OBJECTIVE:
Quote the lines below from the one containing "Within the screenshot above, the truck door" to the final line, both ends included; exclude the pictures.
— begin STORED DATA —
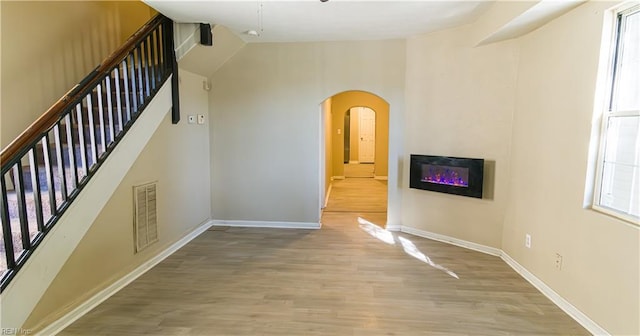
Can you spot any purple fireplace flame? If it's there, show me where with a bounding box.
[420,164,469,187]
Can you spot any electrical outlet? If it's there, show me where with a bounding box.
[556,253,562,271]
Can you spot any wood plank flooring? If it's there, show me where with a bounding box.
[324,178,387,213]
[61,179,588,335]
[344,163,375,177]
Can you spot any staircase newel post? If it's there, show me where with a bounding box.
[164,19,180,124]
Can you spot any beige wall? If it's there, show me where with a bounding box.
[502,2,640,335]
[320,98,333,198]
[0,1,151,147]
[210,40,405,224]
[402,21,518,248]
[331,91,389,176]
[24,71,211,328]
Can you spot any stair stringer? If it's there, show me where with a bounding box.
[0,79,172,328]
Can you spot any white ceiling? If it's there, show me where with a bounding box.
[144,0,492,42]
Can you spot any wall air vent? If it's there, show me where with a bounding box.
[133,182,158,253]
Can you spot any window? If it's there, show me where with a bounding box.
[594,5,640,224]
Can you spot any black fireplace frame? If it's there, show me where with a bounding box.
[409,154,484,198]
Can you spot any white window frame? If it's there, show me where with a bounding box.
[591,2,640,225]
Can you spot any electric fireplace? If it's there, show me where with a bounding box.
[409,154,484,198]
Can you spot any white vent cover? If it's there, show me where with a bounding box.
[133,182,158,252]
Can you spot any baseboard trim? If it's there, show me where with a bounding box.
[213,219,322,229]
[36,220,213,336]
[500,251,610,336]
[400,226,502,257]
[322,183,333,209]
[384,224,402,232]
[402,226,611,336]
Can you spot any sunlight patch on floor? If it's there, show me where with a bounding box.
[358,217,460,279]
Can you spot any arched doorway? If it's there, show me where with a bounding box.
[320,91,389,226]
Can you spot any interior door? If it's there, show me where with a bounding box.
[358,107,376,163]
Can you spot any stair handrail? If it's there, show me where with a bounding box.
[0,14,166,166]
[0,14,180,293]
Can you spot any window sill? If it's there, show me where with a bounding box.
[591,205,640,227]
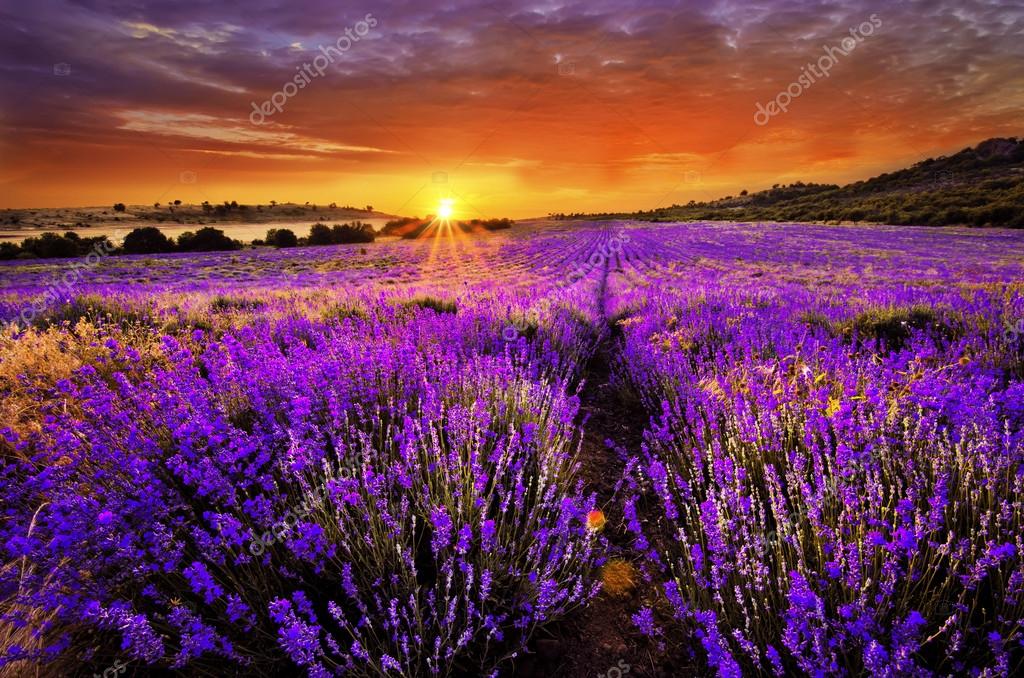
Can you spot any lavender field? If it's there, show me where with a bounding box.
[0,221,1024,677]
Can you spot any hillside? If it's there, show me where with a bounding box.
[565,138,1024,228]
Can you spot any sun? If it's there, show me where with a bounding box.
[437,198,455,221]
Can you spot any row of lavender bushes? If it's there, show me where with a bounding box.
[0,288,603,676]
[609,246,1024,676]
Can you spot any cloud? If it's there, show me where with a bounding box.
[0,0,1024,214]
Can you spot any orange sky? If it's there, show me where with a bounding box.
[0,0,1024,217]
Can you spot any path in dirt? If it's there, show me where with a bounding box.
[514,235,695,678]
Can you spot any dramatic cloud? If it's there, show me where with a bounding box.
[0,0,1024,216]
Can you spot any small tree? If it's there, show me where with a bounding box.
[122,226,174,254]
[306,223,335,245]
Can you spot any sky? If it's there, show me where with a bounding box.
[0,0,1024,218]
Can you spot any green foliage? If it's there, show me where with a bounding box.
[306,221,377,245]
[178,226,242,252]
[266,228,299,248]
[0,230,115,259]
[123,226,174,254]
[569,138,1024,228]
[406,295,459,313]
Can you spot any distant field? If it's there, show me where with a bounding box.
[0,221,1024,676]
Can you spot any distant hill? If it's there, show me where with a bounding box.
[552,137,1024,228]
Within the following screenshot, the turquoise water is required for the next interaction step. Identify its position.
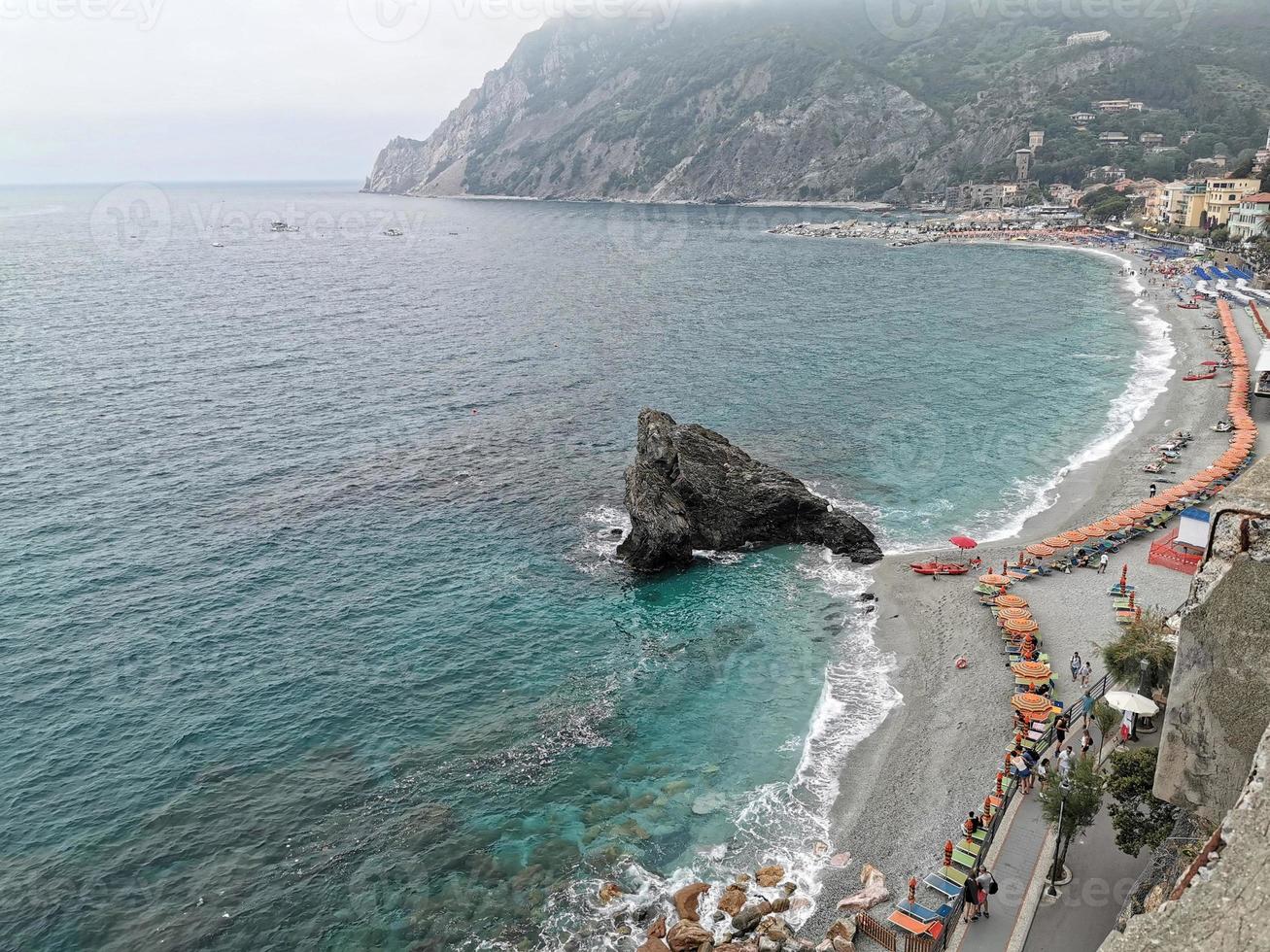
[0,184,1141,949]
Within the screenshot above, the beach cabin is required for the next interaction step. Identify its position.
[1253,344,1270,400]
[1147,509,1211,575]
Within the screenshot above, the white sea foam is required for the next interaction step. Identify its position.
[526,550,903,952]
[886,245,1178,555]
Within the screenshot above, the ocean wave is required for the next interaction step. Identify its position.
[884,245,1178,555]
[526,550,903,952]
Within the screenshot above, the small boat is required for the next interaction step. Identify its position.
[910,562,971,575]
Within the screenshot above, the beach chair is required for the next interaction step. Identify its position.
[922,873,965,899]
[886,909,940,935]
[940,866,971,890]
[895,899,952,923]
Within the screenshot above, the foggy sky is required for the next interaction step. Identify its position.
[0,0,555,183]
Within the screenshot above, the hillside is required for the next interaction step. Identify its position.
[365,0,1270,202]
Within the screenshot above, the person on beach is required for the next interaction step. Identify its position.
[1058,745,1072,781]
[1022,750,1037,794]
[1010,748,1031,798]
[961,878,979,923]
[974,866,992,919]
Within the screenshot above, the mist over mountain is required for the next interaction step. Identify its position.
[365,0,1270,202]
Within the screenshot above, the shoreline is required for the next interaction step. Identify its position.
[800,240,1227,938]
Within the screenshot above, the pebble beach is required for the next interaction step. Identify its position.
[802,242,1265,940]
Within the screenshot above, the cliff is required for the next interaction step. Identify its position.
[365,0,1270,202]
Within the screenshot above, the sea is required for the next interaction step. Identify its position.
[0,183,1172,952]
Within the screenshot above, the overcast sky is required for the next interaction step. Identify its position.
[0,0,554,183]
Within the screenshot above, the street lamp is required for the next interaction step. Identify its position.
[1047,777,1072,897]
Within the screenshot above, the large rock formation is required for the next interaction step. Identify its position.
[617,410,881,572]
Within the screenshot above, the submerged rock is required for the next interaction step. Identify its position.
[617,410,881,572]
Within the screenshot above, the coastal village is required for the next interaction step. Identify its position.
[627,233,1270,952]
[625,33,1270,952]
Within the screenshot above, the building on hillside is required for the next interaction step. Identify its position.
[1049,182,1081,207]
[1014,149,1031,182]
[1204,179,1261,228]
[1186,154,1225,179]
[1229,191,1270,241]
[1161,182,1208,228]
[944,182,1031,212]
[1253,128,1270,177]
[1087,165,1124,186]
[1093,99,1147,116]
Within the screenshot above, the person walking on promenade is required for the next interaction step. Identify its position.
[974,866,994,919]
[961,877,979,923]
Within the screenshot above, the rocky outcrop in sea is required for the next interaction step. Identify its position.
[617,410,881,572]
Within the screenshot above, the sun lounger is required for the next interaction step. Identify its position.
[886,909,939,935]
[952,847,979,869]
[895,899,952,923]
[922,873,964,899]
[940,866,971,887]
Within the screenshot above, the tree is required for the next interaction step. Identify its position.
[1106,748,1178,857]
[1093,698,1124,750]
[1040,757,1104,880]
[1102,609,1178,688]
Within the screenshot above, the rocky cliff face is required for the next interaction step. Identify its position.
[365,0,1209,202]
[617,410,881,572]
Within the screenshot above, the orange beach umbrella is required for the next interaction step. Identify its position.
[1011,662,1054,682]
[1001,618,1040,634]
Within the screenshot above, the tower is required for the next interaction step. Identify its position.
[1014,149,1031,182]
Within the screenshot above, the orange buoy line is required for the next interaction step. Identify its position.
[1044,299,1257,548]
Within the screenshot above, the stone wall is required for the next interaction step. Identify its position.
[1155,459,1270,824]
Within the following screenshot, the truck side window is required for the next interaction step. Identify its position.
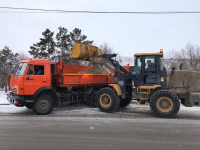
[34,65,44,75]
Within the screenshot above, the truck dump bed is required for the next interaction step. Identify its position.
[54,61,115,88]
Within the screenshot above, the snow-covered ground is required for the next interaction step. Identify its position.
[0,91,9,105]
[0,91,200,116]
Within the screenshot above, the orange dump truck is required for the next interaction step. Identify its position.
[7,56,128,115]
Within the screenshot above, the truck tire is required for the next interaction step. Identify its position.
[24,104,33,109]
[119,98,132,108]
[95,87,120,113]
[89,93,97,108]
[150,90,180,118]
[33,95,54,115]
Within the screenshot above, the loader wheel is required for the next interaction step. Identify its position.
[150,90,180,118]
[96,87,120,113]
[119,99,132,108]
[33,95,54,115]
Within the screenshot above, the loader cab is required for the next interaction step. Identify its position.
[133,50,166,86]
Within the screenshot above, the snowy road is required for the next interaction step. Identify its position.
[0,92,200,150]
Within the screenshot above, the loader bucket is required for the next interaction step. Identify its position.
[69,42,102,60]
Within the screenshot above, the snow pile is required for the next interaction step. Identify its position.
[0,91,9,105]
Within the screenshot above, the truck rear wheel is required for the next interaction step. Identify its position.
[150,90,180,118]
[89,93,97,108]
[33,95,53,115]
[24,104,33,109]
[96,87,120,113]
[119,99,132,108]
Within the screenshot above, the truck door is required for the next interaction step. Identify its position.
[24,64,51,95]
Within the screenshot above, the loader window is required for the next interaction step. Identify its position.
[145,56,156,72]
[144,56,156,84]
[133,57,142,79]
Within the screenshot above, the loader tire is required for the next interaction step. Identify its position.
[96,87,120,113]
[150,90,180,118]
[33,95,54,115]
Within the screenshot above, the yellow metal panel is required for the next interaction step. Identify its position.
[108,84,122,96]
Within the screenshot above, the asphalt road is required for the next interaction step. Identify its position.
[0,105,200,150]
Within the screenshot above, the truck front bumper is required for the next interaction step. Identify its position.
[7,92,24,107]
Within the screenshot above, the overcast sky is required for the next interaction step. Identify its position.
[0,0,200,57]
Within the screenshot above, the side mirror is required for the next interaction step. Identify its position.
[28,70,33,75]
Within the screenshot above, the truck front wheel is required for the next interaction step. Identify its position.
[33,95,53,115]
[96,87,120,113]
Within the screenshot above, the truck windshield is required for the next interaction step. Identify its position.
[14,63,27,76]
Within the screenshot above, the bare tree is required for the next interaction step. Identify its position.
[163,43,200,71]
[99,42,113,54]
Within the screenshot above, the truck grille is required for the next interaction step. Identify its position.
[11,86,17,94]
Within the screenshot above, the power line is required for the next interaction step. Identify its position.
[0,7,200,14]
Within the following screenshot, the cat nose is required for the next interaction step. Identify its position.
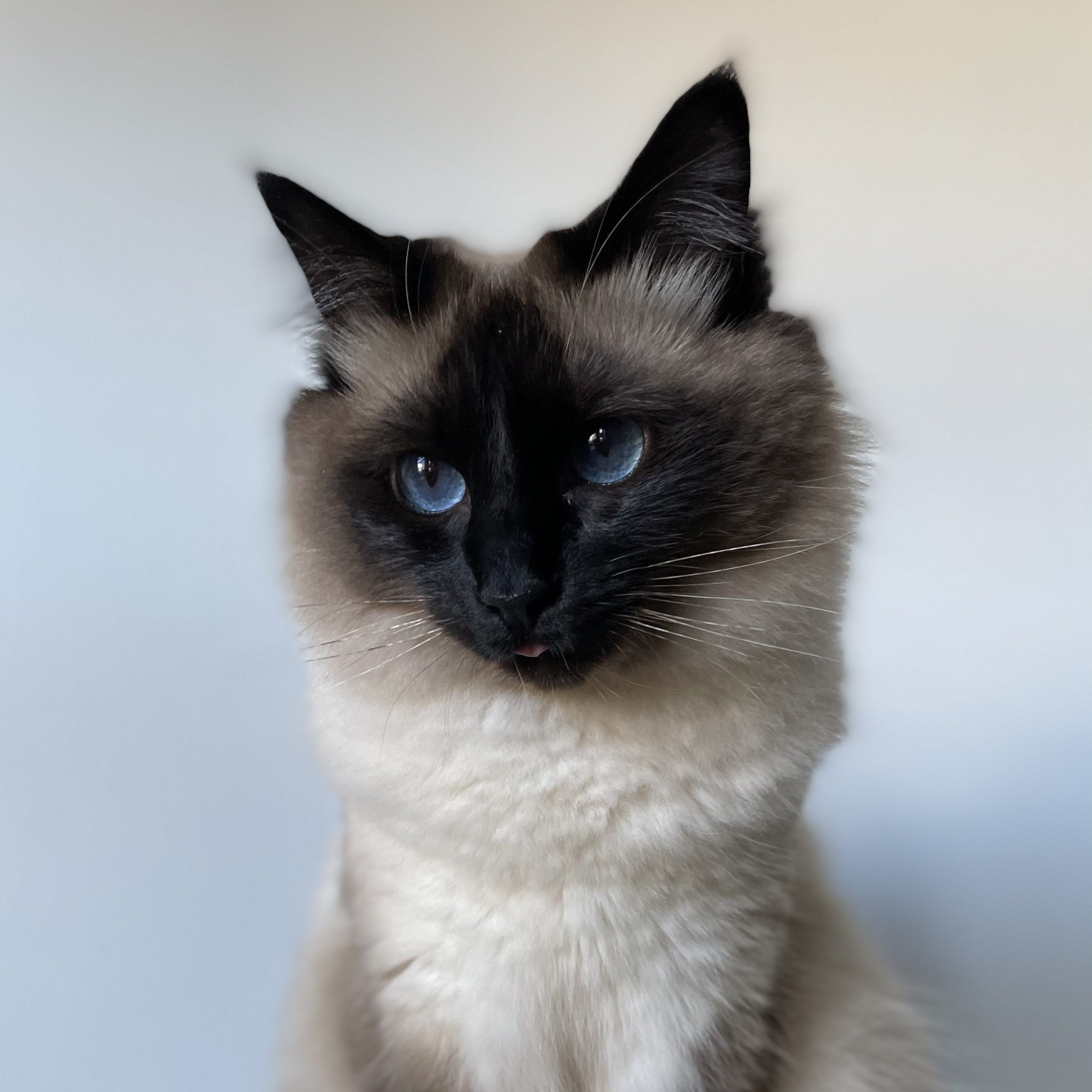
[478,580,549,637]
— end STORED DATA —
RESPONSE:
Within the screenshot above, the truck door is required for the next interaction step. Identify its position.
[24,64,51,95]
Within the screenshot above, the loader window is required for the next interaction step. Identify its position.
[145,56,156,72]
[144,56,156,84]
[133,57,142,79]
Within the screenshot above, the loader tire is required for the next interaction step. Identify its position.
[96,87,120,113]
[150,90,180,118]
[33,95,54,115]
Within the screenshot above, the yellow metal panel is required for the next interaction step. Identify its position.
[108,84,122,96]
Within the screenshot above, the asphalt road is required for the next interaction step. Identify its position.
[0,105,200,150]
Within the screenshot above, the truck front bumper is required for the next interaction step. Identify its position.
[7,92,24,107]
Within the screenshot above, the overcast sky is required for the next interaction step. Identify its position.
[0,0,200,57]
Within the screenshot above, the side mirror is required for the next interaction step. Identify its position.
[28,70,33,75]
Within the screenshot above, the truck front wheel is required for the next interaction step. Identify its position.
[33,95,53,115]
[96,87,120,113]
Within the screenshot above, the truck windshield is required for the next interaction step. Identify its position.
[14,63,27,76]
Within the screenshot above, the bare tree is required for the next interaction step. Identify its position.
[163,43,200,71]
[99,42,113,54]
Within the screenshot above, the truck grille is required for the next interaction step. Identify its position.
[11,86,17,94]
Within the screenshot above, the power line is required for the next interaction step. Identify its position.
[0,7,200,14]
Within the following screenshot, the cat nose is required for the next interaction step. Identify its position.
[478,580,549,637]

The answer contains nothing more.